[Exercise task 1] Retype the klepon passage from "Where it comes" up to and including "Indonesian household festival.".
[Exercise task 2] State whether each statement agrees with the klepon passage, answering yes or no and quoting the deciding words: (a) Klepon is filled with liquid palm sugar. (b) The Sumatran 'kue ku' contains the bursting syrup. (c) The 2020 controversy over klepon arose on Malaysian social media.
[Exercise task 3] Carry on the klepon passage from the point where it stops.

[Excerpt provided]
start

Klepon
“Glutinous-rice balls colored deep green with pandan, filled with liquid palm sugar that bursts in the mouth, rolled in fresh grated coconut — bite-sized Javanese sweet that delivers a sweet-warm syrup explosion on first chew, with the chewy rice exterior and salty coconut providing texture and balance. Served as kueh (traditional snack) at markets and afternoon tea.”
Where it comes from
Klepon is a traditional kueh (Indonesian-Malay sweet snack) found throughout Java with regional variations. The Javanese (and Malaysian) version uses pandan extract for green color and salty grated coconut for the outer coating — distinguishing it from the Sumatran 'kue ku' which is similar but without the bursting syrup. The technique of encasing liquid syrup inside a cooked starch shell was developed across Southeast Asia centuries ago — Klepon is the Indonesian-Malaysian iteration. In 2020 a controversy briefly erupted on Indonesian social media when a fringe religious account labeled klepon 'not Islamic,' triggering massive backlash defending klepon as Indonesian heritage. The dish appears at every traditional market in Java and at every Indonesian household festival.

end

Dataset rows:
start

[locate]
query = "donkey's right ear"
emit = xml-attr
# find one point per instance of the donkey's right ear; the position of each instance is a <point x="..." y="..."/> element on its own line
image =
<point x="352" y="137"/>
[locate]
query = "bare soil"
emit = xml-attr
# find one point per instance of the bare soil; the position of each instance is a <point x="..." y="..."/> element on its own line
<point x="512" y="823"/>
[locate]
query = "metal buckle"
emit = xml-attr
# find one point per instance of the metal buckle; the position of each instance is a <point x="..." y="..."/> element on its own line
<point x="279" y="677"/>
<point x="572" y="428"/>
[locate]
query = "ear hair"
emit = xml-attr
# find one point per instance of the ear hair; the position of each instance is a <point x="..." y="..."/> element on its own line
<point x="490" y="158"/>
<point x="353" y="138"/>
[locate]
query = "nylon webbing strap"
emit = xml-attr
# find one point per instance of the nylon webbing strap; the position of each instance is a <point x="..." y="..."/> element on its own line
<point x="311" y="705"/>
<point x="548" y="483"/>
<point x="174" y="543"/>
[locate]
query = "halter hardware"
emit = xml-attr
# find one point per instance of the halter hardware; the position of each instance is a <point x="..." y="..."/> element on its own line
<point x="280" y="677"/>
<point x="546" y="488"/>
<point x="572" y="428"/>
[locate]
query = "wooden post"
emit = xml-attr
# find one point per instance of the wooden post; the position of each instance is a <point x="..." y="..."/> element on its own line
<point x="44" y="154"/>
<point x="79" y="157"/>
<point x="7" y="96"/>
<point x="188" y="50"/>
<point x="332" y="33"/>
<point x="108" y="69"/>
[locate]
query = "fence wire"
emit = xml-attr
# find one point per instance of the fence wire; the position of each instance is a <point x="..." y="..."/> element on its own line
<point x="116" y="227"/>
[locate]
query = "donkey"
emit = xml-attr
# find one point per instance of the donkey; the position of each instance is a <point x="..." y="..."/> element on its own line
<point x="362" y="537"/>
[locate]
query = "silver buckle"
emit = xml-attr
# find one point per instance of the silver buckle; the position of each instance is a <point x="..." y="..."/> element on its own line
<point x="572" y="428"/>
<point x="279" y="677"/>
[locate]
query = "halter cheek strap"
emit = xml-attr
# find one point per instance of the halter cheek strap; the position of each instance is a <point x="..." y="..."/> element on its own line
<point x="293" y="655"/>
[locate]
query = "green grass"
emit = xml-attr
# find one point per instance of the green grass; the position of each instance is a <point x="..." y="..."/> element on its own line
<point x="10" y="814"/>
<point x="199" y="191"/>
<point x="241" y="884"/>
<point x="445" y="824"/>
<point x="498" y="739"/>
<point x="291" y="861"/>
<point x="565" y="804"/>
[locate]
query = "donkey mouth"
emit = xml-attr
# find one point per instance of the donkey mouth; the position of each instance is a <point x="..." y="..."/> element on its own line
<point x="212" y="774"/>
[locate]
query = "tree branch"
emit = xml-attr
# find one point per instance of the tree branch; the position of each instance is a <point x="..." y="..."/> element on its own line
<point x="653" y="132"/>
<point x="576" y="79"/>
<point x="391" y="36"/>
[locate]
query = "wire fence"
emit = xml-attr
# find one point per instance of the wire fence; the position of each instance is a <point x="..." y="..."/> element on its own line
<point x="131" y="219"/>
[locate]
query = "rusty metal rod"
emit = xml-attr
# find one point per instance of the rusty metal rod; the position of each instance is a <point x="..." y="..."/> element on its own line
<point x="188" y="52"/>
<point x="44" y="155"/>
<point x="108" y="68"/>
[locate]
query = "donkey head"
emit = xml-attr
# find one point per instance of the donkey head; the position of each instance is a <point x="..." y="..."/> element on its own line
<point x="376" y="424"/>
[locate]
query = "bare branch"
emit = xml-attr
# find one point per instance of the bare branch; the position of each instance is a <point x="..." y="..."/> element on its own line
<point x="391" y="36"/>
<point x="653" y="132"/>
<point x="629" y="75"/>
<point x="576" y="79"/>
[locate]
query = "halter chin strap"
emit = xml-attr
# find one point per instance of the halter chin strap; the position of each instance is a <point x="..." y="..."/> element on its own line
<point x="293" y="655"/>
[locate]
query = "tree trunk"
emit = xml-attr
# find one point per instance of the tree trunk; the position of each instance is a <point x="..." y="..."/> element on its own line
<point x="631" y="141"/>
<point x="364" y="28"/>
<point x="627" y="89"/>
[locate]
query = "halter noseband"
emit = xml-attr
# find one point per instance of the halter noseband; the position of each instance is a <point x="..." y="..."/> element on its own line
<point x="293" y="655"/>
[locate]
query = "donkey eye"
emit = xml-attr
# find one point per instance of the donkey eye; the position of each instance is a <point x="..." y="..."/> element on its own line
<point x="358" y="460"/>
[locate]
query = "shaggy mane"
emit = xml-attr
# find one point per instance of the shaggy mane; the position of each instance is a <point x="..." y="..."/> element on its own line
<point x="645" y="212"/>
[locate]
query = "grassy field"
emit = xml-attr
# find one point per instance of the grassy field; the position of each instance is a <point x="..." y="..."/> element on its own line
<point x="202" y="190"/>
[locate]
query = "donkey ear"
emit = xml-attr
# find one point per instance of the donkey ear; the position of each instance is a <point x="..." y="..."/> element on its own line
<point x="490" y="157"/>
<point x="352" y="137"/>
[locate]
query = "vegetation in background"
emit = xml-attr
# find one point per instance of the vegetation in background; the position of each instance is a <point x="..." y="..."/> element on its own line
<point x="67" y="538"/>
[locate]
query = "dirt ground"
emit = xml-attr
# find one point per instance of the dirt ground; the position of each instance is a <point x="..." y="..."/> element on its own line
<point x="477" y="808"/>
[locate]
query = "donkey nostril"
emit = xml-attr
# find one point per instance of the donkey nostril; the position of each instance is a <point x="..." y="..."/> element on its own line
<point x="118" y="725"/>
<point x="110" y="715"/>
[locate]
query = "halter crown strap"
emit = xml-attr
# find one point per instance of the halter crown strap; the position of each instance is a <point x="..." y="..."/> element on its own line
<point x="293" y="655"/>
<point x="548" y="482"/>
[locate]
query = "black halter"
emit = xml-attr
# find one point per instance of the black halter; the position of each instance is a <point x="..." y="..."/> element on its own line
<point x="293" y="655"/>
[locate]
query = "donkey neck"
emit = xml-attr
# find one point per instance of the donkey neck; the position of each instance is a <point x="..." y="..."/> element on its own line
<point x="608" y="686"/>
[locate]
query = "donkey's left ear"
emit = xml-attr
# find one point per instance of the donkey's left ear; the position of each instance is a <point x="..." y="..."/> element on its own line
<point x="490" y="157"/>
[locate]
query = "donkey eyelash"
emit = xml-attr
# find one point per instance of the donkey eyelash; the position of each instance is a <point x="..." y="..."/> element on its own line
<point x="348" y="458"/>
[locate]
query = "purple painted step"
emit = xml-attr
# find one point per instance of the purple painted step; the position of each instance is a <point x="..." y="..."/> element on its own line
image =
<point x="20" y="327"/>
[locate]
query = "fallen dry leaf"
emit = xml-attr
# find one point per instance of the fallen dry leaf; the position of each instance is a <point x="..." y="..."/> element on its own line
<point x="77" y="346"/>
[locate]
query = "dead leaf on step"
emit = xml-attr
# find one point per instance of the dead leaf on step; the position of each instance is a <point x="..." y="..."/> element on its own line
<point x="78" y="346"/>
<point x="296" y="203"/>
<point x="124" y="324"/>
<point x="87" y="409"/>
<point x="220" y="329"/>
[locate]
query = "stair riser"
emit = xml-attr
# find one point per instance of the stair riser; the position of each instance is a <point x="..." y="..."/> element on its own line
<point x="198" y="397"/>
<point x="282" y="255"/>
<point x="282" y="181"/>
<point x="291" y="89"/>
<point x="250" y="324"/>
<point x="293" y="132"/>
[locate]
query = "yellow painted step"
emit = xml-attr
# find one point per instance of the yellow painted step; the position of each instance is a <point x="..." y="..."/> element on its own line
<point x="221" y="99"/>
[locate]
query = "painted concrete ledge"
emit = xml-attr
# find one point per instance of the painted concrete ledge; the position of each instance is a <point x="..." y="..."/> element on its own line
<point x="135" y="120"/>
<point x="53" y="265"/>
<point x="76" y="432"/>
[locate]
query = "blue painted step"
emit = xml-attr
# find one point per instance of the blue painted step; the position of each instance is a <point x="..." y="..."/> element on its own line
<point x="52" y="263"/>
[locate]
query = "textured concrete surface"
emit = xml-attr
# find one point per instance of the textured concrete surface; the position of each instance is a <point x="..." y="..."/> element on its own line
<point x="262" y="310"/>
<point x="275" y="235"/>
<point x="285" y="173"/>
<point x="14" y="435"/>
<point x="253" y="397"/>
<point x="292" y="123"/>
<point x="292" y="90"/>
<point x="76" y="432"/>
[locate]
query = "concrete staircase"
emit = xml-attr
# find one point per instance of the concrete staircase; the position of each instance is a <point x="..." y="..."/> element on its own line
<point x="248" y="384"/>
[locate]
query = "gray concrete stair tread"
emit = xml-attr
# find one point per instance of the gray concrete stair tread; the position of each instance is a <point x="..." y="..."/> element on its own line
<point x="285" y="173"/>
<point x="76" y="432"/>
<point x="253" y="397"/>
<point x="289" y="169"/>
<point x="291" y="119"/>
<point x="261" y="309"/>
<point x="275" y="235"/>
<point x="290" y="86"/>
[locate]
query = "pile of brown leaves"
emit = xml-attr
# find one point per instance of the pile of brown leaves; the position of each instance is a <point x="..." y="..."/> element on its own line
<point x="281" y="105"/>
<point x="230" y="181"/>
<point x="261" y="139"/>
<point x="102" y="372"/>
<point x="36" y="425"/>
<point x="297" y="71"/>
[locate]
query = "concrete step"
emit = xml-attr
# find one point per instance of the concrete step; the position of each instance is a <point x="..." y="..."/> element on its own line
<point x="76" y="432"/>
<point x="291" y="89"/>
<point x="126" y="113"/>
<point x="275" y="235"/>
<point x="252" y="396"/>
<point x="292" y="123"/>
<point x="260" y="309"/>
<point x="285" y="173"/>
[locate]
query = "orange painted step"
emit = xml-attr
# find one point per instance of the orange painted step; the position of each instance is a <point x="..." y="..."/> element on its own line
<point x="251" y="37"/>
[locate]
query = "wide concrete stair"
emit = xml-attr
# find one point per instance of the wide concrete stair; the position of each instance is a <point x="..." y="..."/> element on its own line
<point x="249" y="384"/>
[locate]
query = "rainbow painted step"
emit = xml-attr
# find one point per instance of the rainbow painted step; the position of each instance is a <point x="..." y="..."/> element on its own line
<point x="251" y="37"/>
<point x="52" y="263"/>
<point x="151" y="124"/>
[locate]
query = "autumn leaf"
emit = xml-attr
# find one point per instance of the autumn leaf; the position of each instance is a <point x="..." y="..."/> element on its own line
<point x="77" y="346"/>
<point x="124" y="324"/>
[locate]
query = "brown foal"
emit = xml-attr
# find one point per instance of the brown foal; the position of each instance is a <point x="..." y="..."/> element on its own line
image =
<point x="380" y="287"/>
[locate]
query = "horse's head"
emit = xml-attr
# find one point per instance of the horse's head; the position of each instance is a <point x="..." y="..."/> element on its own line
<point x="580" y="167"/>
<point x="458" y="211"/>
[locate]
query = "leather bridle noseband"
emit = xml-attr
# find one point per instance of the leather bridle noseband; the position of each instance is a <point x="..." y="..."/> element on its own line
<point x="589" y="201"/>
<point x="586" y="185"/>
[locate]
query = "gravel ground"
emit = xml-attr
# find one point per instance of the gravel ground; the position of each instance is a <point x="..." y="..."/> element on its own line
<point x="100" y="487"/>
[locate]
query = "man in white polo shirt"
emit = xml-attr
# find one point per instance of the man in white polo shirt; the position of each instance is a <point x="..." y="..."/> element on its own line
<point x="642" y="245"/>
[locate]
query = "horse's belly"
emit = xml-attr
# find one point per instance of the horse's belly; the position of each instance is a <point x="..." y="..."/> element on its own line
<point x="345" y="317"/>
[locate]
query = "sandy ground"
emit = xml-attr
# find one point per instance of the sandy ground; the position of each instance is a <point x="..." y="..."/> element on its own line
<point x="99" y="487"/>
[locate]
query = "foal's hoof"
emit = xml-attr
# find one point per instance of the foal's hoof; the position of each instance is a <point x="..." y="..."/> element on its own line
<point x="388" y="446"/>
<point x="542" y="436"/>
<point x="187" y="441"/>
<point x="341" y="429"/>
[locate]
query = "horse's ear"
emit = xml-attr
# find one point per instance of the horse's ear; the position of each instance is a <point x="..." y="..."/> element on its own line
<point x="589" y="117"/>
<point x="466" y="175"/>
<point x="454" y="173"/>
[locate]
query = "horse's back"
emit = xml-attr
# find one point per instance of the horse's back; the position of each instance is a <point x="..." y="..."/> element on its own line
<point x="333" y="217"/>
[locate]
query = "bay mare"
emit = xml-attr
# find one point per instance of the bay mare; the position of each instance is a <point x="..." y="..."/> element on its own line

end

[Response 1]
Where it comes from
Klepon is a traditional kueh (Indonesian-Malay sweet snack) found throughout Java with regional variations. The Javanese (and Malaysian) version uses pandan extract for green color and salty grated coconut for the outer coating — distinguishing it from the Sumatran 'kue ku' which is similar but without the bursting syrup. The technique of encasing liquid syrup inside a cooked starch shell was developed across Southeast Asia centuries ago — Klepon is the Indonesian-Malaysian iteration. In 2020 a controversy briefly erupted on Indonesian social media when a fringe religious account labeled klepon 'not Islamic,' triggering massive backlash defending klepon as Indonesian heritage. The dish appears at every traditional market in Java and at every Indonesian household festival.

[Response 2]
(a) Yes: "filled with liquid palm sugar that bursts in the mouth"
(b) No: "similar but without the bursting syrup"
(c) No: "In 2020 a controversy briefly erupted on Indonesian social media"

[Response 3]
On the plate
Klepon is a controlled explosion. The cool, slightly-springy glutinous-rice exterior gives way on first bite, and warm liquid palm sugar — caramelized, deep-sweet — gushes out into your mouth. The salty coconut coating immediately tempers the sweetness; you taste pandan (grassy, vanilla-adjacent) and palm sugar (smoky-caramel) simultaneously. Three klepon is the right portion — more becomes cloying. Eaten at afternoon tea or as a sweet course closer at family meals; visually, it's a deep-green-and-white plate that signals Indonesian tradition.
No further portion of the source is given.